---------- DOCUMENT EXTRACT ----------

Unit 5 Flashcards
4 Types of Data Visualization
- Bar Charts
- Histograms
- Cross Tabs
- Scatter Plots
Data wise, what are bar charts good for?
- To find present values, the range, clusters of values, etc in 1 column
- Find how data is structured
- Few values
Data wise, what are histograms good for?
- To find present values, the range, clusters of values, etc in 1 column
- Find how data is structured
- Many values
Data wise, what are cross tabs good for?
- To find relationships and patterns across different columns to identify changes to one value impact another
- String values and few values
Data wise, what are scatter plots good for?
- To find relationships and patterns across different columns to identify changes to one value impact another
- No strings but there’s many values
What do single column visualizations help with?
Evaluating data structure
What do two column visualizations help with?

----------

* **WRITTEN TASK 1**
Name each type of data visualization that the flashcards list.
* **WRITTEN TASK 2**
Answer these from the flashcards:
(a) Are histograms suited to few values or many values?
(b) What do single column visualizations help with?
(c) Which type of visualization fits string values and few values?
* **WRITTEN TASK 3**
Reproduce the flashcards word for word from "Unit 5 Flashcards" up to and including "histograms good for?".

---------- GIVEN RECORDS ----------

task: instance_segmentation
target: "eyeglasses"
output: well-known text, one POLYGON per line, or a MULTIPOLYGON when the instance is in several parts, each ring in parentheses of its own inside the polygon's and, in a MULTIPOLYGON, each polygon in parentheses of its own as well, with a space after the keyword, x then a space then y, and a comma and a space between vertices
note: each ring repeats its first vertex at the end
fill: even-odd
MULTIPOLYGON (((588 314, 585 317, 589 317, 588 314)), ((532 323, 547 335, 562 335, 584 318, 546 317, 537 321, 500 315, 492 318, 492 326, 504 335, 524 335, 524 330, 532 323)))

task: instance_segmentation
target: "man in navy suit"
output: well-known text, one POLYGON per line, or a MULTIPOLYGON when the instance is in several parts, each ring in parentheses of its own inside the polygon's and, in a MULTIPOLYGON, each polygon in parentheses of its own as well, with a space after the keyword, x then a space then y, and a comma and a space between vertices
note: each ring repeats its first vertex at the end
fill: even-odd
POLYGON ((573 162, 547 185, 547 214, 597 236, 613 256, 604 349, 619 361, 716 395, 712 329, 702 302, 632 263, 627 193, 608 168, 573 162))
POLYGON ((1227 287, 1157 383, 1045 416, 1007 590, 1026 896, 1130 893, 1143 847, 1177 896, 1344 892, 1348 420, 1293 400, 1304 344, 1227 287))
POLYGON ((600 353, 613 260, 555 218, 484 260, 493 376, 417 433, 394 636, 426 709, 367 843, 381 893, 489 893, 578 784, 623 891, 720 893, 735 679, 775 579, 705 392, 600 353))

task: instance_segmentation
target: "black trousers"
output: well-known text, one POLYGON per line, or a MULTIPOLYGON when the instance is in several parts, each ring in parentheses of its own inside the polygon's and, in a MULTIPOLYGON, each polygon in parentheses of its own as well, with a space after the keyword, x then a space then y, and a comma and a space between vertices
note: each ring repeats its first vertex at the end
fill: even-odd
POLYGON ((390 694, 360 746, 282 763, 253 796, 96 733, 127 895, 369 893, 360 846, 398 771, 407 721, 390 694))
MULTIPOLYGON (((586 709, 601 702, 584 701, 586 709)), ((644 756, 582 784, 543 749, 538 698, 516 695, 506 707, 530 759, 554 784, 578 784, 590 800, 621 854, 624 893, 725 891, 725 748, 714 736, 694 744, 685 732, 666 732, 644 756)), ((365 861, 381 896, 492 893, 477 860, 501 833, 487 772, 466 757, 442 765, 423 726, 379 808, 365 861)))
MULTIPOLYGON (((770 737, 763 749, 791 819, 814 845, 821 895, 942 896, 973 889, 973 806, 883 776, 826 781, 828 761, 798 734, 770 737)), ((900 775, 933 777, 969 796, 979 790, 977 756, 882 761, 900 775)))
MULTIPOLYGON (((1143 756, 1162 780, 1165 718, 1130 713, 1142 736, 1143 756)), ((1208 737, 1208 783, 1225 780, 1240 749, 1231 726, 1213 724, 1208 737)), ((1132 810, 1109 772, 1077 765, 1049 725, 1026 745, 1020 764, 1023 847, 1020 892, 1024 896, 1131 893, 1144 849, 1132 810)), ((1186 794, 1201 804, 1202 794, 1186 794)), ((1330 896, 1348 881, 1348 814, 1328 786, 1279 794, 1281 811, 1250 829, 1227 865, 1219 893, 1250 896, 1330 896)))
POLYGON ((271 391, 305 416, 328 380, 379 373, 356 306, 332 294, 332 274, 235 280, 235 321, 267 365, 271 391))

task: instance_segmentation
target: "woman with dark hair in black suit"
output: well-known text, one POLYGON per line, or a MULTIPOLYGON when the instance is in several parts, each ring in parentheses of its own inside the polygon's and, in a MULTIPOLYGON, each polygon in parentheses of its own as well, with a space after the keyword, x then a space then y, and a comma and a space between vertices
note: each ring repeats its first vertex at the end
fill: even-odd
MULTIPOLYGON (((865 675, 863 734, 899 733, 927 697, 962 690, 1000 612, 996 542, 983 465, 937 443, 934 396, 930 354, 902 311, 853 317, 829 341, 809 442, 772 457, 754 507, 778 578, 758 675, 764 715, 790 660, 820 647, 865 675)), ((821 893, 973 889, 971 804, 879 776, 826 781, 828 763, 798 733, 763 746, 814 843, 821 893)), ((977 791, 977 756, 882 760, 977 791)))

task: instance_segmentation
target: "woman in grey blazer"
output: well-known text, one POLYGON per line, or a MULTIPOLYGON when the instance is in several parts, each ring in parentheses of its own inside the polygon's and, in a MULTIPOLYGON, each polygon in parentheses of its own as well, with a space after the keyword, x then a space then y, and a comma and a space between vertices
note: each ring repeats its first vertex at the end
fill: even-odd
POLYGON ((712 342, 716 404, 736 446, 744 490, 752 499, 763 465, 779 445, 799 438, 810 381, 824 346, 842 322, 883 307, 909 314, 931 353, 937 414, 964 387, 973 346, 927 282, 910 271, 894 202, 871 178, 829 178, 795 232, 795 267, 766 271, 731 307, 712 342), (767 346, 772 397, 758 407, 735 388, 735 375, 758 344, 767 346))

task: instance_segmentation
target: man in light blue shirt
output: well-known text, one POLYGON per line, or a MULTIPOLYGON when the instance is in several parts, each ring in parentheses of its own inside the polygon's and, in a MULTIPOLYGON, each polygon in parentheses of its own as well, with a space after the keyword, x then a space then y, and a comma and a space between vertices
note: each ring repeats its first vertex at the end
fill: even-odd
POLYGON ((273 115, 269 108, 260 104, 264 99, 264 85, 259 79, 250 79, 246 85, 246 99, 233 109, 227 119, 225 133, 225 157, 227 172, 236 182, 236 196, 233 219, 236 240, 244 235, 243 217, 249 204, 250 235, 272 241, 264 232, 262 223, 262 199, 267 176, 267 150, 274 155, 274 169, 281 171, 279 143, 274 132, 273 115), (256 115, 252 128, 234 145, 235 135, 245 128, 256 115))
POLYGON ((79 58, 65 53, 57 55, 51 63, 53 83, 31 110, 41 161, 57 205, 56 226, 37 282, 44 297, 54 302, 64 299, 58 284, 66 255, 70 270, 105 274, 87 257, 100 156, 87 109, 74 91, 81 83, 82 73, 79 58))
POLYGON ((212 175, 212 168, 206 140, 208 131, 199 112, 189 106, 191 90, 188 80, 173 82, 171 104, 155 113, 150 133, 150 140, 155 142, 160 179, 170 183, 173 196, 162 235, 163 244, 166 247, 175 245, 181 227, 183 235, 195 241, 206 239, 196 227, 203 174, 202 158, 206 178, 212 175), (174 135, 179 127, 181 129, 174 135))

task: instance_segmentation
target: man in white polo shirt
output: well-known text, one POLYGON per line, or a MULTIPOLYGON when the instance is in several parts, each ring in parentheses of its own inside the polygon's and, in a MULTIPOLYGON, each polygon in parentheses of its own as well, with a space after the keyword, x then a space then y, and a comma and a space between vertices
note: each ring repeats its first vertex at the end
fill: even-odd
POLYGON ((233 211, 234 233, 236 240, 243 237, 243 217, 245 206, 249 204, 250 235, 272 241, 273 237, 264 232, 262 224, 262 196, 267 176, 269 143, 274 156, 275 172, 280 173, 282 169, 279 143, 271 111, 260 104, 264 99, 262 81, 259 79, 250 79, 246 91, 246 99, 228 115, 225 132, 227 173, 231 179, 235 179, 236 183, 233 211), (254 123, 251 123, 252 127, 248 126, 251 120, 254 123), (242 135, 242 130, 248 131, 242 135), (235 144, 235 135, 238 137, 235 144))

----------

* **EXPECTED OUTPUT 1**
- Bar Charts
- Histograms
- Cross Tabs
- Scatter Plots

* **EXPECTED OUTPUT 2**
(a) Many values
(b) Evaluating data structure
(c) Cross tabs

* **EXPECTED OUTPUT 3**
Unit 5 Flashcards
4 Types of Data Visualization
- Bar Charts
- Histograms
- Cross Tabs
- Scatter Plots
Data wise, what are bar charts good for?
- To find present values, the range, clusters of values, etc in 1 column
- Find how data is structured
- Few values
Data wise, what are histograms good for?